What is being asked:
Reproduce the stretch of material from the line containing "target: domed roof" through the line containing "[[94,135],[94,142],[98,140],[98,134],[97,134]]", substituting "nonzero" for "even-odd" and changing nothing else.
>> START
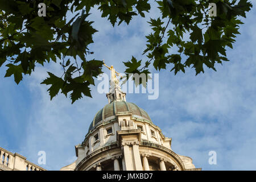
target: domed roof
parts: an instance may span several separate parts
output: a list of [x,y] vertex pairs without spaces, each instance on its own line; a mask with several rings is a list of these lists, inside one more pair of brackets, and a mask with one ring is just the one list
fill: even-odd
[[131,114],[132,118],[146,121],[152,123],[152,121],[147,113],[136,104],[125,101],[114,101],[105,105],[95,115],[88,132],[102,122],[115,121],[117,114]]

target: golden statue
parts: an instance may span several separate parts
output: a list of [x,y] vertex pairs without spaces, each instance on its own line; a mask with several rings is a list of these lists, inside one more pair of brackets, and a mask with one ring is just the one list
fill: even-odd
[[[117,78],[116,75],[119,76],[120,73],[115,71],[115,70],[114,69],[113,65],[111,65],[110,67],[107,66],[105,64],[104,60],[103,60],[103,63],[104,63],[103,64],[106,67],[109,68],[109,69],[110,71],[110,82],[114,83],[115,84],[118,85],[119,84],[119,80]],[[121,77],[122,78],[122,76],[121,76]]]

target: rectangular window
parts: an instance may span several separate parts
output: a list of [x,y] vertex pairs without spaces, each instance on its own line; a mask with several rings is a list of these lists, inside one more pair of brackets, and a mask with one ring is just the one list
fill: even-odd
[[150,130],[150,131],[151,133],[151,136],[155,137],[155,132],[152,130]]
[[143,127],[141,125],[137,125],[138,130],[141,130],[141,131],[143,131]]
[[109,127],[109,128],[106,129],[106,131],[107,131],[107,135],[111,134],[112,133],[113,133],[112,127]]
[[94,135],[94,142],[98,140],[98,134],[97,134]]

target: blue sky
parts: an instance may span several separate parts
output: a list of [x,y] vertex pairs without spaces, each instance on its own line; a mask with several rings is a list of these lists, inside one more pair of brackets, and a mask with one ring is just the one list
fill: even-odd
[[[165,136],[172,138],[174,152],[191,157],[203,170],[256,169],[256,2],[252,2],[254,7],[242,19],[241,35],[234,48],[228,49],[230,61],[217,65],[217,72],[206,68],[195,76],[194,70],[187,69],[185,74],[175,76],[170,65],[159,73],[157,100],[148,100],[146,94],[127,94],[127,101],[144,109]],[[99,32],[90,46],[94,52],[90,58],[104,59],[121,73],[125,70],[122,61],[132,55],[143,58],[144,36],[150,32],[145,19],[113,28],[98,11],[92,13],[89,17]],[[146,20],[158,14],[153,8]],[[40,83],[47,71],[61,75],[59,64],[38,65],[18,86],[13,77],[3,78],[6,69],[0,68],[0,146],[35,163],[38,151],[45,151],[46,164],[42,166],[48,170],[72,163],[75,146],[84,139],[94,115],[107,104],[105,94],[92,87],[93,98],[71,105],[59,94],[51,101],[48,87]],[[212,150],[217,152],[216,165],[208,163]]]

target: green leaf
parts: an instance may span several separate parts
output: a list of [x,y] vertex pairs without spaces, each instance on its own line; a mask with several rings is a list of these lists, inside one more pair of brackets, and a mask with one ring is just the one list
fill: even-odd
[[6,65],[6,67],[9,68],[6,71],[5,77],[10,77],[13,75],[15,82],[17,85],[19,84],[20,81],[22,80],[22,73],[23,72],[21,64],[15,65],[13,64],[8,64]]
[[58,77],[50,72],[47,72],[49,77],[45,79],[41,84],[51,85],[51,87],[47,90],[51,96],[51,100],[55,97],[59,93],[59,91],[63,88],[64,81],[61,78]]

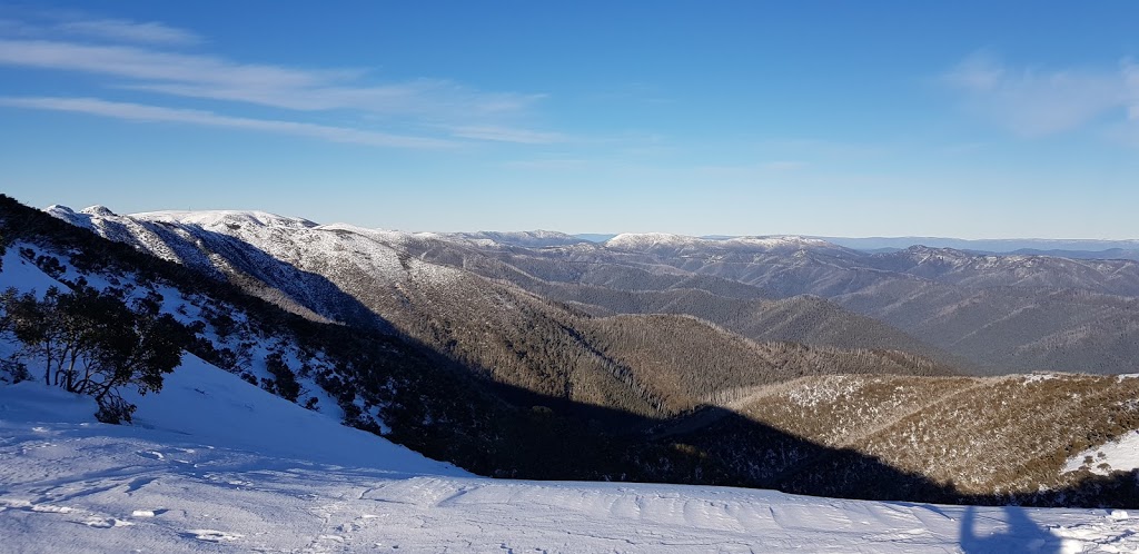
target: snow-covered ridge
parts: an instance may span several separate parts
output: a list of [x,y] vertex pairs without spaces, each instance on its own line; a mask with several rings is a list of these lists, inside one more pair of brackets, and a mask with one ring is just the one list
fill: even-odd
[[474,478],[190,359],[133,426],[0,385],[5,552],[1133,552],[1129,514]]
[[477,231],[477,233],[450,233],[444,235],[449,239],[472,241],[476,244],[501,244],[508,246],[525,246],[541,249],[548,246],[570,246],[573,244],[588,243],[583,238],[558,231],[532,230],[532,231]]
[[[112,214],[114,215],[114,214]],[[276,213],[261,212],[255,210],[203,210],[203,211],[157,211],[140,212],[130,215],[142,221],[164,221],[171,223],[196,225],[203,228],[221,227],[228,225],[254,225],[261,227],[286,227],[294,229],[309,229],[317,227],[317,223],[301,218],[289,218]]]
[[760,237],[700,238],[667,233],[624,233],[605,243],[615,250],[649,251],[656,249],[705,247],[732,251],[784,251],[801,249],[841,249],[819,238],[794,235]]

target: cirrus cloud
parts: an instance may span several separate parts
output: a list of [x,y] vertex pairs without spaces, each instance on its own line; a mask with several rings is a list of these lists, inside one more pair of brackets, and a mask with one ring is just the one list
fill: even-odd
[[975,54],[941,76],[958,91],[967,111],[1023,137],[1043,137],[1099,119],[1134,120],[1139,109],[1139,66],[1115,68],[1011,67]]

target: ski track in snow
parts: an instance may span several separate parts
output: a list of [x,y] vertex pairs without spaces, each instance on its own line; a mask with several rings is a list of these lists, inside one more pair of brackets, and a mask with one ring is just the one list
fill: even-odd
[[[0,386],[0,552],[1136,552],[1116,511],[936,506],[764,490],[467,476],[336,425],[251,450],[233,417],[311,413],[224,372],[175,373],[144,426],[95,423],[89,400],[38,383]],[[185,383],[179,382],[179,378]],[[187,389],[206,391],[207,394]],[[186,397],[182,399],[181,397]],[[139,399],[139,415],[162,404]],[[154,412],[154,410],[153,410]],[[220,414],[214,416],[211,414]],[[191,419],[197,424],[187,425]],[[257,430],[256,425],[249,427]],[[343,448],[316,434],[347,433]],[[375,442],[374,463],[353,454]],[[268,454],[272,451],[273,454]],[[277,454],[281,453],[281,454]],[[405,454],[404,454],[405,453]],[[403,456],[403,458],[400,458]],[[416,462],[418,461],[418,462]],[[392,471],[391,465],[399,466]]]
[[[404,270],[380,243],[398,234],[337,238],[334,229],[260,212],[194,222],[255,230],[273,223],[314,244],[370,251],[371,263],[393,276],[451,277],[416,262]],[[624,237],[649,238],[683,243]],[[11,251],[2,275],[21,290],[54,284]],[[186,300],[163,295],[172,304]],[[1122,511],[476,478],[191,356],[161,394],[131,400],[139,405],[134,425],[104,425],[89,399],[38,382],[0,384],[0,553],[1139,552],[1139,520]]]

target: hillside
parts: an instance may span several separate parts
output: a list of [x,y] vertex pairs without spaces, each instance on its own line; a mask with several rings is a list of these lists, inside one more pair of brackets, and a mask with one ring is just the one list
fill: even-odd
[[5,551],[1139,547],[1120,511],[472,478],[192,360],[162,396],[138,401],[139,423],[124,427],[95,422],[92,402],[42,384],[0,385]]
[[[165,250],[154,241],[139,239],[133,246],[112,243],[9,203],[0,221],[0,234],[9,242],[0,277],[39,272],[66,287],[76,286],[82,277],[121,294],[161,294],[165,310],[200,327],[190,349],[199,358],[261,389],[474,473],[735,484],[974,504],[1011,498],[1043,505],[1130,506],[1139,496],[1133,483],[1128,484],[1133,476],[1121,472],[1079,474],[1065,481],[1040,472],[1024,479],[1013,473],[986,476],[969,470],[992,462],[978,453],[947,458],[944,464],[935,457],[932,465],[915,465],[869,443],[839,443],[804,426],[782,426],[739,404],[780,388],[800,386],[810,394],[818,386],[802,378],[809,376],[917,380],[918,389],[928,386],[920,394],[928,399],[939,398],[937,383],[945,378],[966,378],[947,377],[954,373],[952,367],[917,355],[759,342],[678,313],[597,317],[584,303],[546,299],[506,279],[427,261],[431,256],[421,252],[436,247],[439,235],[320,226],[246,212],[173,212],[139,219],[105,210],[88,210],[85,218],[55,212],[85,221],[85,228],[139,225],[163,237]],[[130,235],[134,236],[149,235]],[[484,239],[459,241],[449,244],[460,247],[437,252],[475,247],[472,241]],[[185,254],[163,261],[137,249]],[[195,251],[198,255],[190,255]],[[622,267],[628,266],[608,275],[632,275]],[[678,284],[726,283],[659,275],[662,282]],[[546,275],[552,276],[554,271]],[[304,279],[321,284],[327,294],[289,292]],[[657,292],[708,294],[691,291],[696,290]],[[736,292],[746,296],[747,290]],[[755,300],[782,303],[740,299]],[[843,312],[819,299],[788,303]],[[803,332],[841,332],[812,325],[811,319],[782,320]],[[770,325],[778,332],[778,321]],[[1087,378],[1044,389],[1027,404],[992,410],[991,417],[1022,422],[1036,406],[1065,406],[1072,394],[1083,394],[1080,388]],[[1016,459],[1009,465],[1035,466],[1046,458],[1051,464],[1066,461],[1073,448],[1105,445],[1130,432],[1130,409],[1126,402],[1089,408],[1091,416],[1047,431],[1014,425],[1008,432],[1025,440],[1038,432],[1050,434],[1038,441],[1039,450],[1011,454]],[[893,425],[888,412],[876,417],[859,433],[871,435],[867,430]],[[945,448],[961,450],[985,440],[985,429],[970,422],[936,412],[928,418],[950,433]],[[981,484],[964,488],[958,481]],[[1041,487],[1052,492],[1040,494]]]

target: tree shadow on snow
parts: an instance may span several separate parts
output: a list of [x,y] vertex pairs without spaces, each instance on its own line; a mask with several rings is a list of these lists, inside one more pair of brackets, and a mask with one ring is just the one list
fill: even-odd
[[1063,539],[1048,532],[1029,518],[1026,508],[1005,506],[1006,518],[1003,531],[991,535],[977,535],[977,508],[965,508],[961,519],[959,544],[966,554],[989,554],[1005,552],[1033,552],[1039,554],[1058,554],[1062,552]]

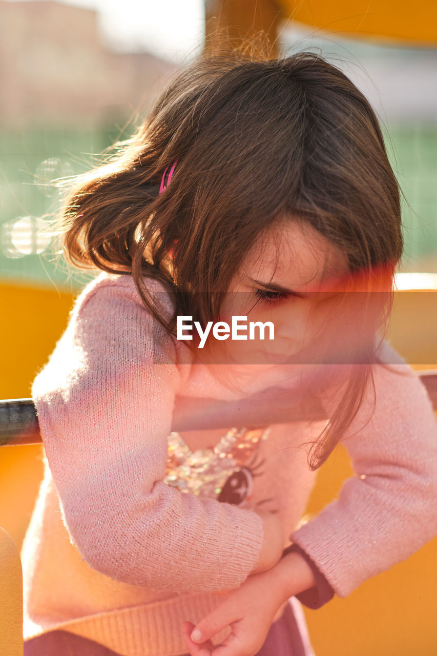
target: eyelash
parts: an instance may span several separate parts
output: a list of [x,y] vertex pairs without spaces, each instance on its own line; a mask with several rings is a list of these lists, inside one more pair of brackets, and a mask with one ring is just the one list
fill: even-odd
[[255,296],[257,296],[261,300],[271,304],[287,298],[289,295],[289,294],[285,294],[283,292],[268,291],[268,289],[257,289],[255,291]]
>> END
>> START
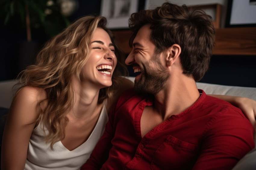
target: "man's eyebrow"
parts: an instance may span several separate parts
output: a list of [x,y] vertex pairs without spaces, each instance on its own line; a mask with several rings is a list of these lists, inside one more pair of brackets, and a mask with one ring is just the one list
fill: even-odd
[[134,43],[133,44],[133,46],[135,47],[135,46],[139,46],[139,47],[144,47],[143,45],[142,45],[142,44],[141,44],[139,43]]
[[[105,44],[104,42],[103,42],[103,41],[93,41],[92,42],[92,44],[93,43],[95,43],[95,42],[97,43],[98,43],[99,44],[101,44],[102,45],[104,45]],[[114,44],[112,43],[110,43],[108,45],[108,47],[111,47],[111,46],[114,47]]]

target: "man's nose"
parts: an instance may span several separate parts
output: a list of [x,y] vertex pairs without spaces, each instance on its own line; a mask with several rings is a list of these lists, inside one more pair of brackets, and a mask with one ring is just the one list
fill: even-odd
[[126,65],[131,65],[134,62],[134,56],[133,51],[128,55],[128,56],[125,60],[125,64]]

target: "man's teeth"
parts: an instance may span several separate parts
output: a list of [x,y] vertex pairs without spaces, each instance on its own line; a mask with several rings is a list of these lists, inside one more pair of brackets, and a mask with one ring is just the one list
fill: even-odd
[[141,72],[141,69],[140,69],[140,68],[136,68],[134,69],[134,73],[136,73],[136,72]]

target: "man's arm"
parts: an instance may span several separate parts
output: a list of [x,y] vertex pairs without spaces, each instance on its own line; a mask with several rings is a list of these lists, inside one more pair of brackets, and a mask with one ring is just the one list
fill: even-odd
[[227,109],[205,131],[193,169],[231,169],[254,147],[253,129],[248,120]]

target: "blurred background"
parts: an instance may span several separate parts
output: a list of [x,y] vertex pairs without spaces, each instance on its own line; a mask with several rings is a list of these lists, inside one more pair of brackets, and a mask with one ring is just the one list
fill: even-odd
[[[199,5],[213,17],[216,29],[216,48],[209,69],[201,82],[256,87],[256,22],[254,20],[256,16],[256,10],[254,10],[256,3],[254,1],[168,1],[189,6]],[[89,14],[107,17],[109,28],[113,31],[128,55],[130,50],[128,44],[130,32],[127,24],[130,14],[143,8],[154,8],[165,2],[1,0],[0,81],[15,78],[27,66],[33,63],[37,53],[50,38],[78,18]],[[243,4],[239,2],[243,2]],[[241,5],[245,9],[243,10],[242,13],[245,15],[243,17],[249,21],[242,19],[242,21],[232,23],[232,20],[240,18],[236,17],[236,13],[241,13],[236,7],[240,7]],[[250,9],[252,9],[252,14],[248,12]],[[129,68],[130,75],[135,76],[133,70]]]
>> END
Response to the exercise:
target: domed roof
parts: an instance may span several separate parts
output: a list of [x,y] vertex pairs without spaces, each instance on its own line; a mask with several rings is a list of these lists, inside one more pair of brackets, and a mask with one ring is just the one list
fill: nonzero
[[131,114],[132,118],[146,121],[152,123],[152,121],[147,113],[136,104],[125,101],[114,101],[105,105],[95,115],[88,132],[102,122],[115,121],[117,114]]

target: golden statue
parts: an instance may span several separate parts
output: a list of [x,y] vertex pairs without spaces, each instance on its own line; a mask with several rings is a list of these lists, inside one more pair of brackets, and a mask with one ring is just the one list
fill: nonzero
[[[117,78],[116,75],[119,76],[120,73],[115,71],[115,70],[114,69],[113,65],[111,65],[110,67],[107,66],[105,64],[104,60],[103,60],[103,63],[104,63],[103,64],[106,67],[109,68],[109,69],[110,71],[110,82],[114,83],[115,84],[118,85],[119,84],[119,80]],[[121,77],[122,78],[122,76],[121,76]]]

target: rectangular window
parts: an instance may span several separate parts
output: a list of [x,y] vertex pairs without spaces, each instance on its own line; a mask with several rings is a list of these lists, inside one more pair of brackets, and a mask with one ring is just the one list
fill: nonzero
[[150,130],[150,131],[151,133],[151,136],[155,137],[155,132],[152,130]]
[[143,127],[141,125],[137,125],[138,130],[141,130],[141,131],[143,131]]
[[109,127],[109,128],[106,129],[106,131],[107,131],[107,135],[111,134],[112,133],[113,133],[112,127]]
[[94,135],[94,142],[98,140],[98,134],[97,134]]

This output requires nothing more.